Box-labeled dataset extracts
+-------+

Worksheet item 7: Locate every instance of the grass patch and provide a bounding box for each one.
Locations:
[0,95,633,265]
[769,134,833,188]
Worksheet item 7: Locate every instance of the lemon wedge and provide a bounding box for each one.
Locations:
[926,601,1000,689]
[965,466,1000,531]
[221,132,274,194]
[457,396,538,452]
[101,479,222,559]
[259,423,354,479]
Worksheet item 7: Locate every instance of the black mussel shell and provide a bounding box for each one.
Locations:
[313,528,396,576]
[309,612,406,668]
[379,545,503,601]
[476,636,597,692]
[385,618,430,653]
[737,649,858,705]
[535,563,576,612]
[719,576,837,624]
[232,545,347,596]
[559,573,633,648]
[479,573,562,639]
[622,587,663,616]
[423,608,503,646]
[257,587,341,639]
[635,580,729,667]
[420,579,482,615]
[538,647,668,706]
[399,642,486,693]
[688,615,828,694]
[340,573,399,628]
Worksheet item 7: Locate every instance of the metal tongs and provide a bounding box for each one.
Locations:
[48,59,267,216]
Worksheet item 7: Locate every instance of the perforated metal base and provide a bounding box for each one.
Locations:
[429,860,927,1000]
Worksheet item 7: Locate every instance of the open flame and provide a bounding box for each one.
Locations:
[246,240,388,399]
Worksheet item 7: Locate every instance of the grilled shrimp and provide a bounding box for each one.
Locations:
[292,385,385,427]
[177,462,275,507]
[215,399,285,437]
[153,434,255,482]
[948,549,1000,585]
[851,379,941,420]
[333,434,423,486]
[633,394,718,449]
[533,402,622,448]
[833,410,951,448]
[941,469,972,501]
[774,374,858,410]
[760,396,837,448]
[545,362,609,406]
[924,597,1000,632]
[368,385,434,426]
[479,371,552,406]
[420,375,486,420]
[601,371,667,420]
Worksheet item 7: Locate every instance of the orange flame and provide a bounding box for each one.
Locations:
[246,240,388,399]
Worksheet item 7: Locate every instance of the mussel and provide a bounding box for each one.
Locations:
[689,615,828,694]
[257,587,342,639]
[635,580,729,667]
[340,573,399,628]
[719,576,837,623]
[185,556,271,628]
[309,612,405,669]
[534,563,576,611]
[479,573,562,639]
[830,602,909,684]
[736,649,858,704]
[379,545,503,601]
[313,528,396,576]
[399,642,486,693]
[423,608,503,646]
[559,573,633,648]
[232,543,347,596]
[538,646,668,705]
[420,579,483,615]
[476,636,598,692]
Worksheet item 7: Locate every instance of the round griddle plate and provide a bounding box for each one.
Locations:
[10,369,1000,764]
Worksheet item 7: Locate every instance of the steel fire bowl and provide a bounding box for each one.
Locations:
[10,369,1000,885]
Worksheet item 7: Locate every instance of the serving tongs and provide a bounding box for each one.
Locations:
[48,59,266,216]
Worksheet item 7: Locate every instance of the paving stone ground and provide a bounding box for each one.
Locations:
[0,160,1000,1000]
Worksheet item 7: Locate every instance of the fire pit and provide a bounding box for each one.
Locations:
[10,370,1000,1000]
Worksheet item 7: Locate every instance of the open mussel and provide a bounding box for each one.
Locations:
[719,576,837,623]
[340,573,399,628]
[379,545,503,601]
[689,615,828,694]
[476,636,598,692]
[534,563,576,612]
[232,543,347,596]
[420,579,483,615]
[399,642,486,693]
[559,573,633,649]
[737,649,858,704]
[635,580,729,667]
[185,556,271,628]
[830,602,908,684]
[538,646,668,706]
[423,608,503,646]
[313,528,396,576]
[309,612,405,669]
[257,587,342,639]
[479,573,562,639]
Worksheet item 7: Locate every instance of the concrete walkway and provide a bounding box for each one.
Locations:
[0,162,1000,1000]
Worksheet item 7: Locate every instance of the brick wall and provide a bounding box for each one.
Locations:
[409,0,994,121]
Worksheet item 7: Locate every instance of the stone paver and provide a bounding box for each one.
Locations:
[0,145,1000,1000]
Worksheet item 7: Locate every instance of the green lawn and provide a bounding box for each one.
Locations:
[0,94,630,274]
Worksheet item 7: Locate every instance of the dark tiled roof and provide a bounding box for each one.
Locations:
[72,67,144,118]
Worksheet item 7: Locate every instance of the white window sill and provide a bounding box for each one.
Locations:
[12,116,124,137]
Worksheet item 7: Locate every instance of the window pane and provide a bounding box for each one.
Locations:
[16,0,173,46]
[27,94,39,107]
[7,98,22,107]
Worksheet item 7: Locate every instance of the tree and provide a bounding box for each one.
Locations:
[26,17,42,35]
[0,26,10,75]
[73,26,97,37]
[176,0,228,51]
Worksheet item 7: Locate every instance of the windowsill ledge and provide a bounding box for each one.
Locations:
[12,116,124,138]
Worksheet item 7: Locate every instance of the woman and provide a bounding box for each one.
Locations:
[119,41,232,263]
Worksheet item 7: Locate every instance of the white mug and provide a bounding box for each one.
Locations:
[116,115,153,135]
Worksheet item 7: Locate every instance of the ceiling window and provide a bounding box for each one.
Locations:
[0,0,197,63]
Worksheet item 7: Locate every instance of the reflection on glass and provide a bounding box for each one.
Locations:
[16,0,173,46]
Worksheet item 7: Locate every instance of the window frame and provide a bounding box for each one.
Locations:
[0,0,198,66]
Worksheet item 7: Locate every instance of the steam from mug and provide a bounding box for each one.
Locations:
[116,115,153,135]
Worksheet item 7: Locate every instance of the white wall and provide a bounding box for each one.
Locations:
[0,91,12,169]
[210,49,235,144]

+-------+

▶ Description of the task
Reproduce every line of the rows, from the very first through the line containing "[259,423,354,479]", inclusive. Add 47 to each bounding-box coordinate and leave all other text unchanged.

▶ Solution below
Worksheet item 7: Locate every instance of the grass patch and provide a bounding box for each one.
Locations:
[47,142,680,312]
[816,181,880,235]
Worksheet item 7: Locate every instance of the lemon wedge and provide a bounding box for each one.
Locations:
[973,648,1047,736]
[1012,513,1047,578]
[268,179,321,241]
[504,443,585,499]
[148,526,269,606]
[306,470,401,526]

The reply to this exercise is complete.